** MATERIAL FOR THE TASK follows **

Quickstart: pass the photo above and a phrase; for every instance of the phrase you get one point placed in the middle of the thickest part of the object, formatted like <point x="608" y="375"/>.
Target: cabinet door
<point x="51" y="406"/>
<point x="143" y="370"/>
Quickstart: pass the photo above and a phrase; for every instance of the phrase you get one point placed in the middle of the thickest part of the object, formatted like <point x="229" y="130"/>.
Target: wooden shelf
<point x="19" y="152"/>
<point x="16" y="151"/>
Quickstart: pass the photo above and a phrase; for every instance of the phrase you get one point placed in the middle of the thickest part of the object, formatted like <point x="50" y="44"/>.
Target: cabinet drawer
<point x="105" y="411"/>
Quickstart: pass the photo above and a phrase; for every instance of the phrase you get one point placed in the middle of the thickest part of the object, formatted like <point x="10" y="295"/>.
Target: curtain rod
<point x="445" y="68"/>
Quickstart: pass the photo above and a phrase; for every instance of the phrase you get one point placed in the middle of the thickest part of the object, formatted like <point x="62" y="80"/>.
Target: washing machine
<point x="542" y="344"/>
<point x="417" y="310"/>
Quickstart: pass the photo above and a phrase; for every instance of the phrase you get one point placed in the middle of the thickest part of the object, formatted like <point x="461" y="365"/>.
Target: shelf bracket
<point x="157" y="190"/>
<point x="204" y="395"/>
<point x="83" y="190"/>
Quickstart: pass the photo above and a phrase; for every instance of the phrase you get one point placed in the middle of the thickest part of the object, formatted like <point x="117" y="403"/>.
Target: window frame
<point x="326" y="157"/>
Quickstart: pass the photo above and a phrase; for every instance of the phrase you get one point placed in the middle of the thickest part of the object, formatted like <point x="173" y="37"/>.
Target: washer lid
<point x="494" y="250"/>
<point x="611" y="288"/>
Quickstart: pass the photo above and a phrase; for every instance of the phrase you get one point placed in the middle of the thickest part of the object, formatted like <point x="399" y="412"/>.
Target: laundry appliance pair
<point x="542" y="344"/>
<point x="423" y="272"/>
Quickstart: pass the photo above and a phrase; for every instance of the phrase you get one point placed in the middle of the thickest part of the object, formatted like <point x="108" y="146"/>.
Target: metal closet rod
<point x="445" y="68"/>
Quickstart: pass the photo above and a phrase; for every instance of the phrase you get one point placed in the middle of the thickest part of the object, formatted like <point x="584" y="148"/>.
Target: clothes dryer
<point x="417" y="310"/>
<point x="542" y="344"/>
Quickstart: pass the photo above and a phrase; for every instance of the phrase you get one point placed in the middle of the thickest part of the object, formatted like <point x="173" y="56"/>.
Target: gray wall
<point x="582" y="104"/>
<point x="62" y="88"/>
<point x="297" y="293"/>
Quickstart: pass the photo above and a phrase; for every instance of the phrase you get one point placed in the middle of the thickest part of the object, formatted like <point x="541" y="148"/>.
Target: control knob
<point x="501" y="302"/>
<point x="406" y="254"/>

** End of MATERIAL FOR THE TASK **

YOUR GOAL
Each record shown above must be printed once more, exactly.

RESPONSE TO THE EXERCISE
Quickstart: pass the photo above and a phrase; for every instance of the phrase you get one point placed in the middle of the thickest part of the object, formatted like <point x="608" y="375"/>.
Target: cabinet door
<point x="51" y="406"/>
<point x="143" y="370"/>
Quickstart: pass the photo above and a phrase; for every instance of the phrase you get one point placed in the middle of the thickest part of the object, formatted like <point x="229" y="130"/>.
Target: wooden shelf
<point x="19" y="152"/>
<point x="16" y="151"/>
Quickstart: pass the photo above and a phrase; for every instance of the phrase you get one point placed in the middle of the thickest part of the object, formatted like <point x="50" y="44"/>.
Target: cabinet drawer
<point x="105" y="411"/>
Quickstart: pass the photo above and a phrase; for every instance of the phrase you get one point placed in the middle of the thickest part of the object, formatted like <point x="10" y="295"/>.
Target: curtain rod
<point x="445" y="68"/>
Quickstart: pass the photo above and a phrase; for every instance of the phrase you get one point placed in the middle of the thickest part of the object, formatted like <point x="62" y="80"/>.
Target: washing machine
<point x="542" y="344"/>
<point x="417" y="310"/>
Quickstart: pass the photo above and a phrase; for every instance of the phrase you get one point placed in the middle of the thickest part of the object, formatted like <point x="461" y="365"/>.
Target: shelf bracket
<point x="157" y="190"/>
<point x="204" y="395"/>
<point x="83" y="190"/>
Quickstart: pass the photo above and a phrase; for every instance of the phrase you get one point placed in the middle of the thickest part of the object, formatted like <point x="117" y="403"/>.
Target: window frame
<point x="326" y="157"/>
Quickstart: pass the photo above and a phrase; for every instance of the phrase you get one point placed in the middle of the thickest part of the object, formatted like <point x="173" y="37"/>.
Target: washer lid
<point x="494" y="250"/>
<point x="611" y="288"/>
Quickstart: pass the photo above and a phrase; for every instance of the phrase you get one point placed in the middle of the thickest part of the object, formatted like <point x="399" y="412"/>.
Target: laundry appliance pair
<point x="542" y="344"/>
<point x="423" y="272"/>
Quickstart: pass the photo above and a phrase; for every instance of the phrase you get one point placed in the middle of the thickest part of the object, formatted like <point x="108" y="146"/>.
Target: metal closet rod
<point x="445" y="68"/>
Quickstart: pass the photo above and a phrase; for every instance of the phrase you get one point placed in the middle of the thickest part of the object, formatted like <point x="584" y="148"/>.
Target: clothes dryer
<point x="417" y="310"/>
<point x="542" y="344"/>
Quickstart: pass the photo above and a phrase; for every instance of the phrase you get one point placed in the middle of the thickest part of the object, formatted like <point x="173" y="56"/>.
Target: gray wall
<point x="582" y="104"/>
<point x="62" y="88"/>
<point x="297" y="293"/>
Quickstart: pass the photo above and a phrase; for every instance of the phrase you get one point placed in the middle of the thickest part of the object, formatted like <point x="541" y="148"/>.
Target: control knob
<point x="501" y="302"/>
<point x="406" y="254"/>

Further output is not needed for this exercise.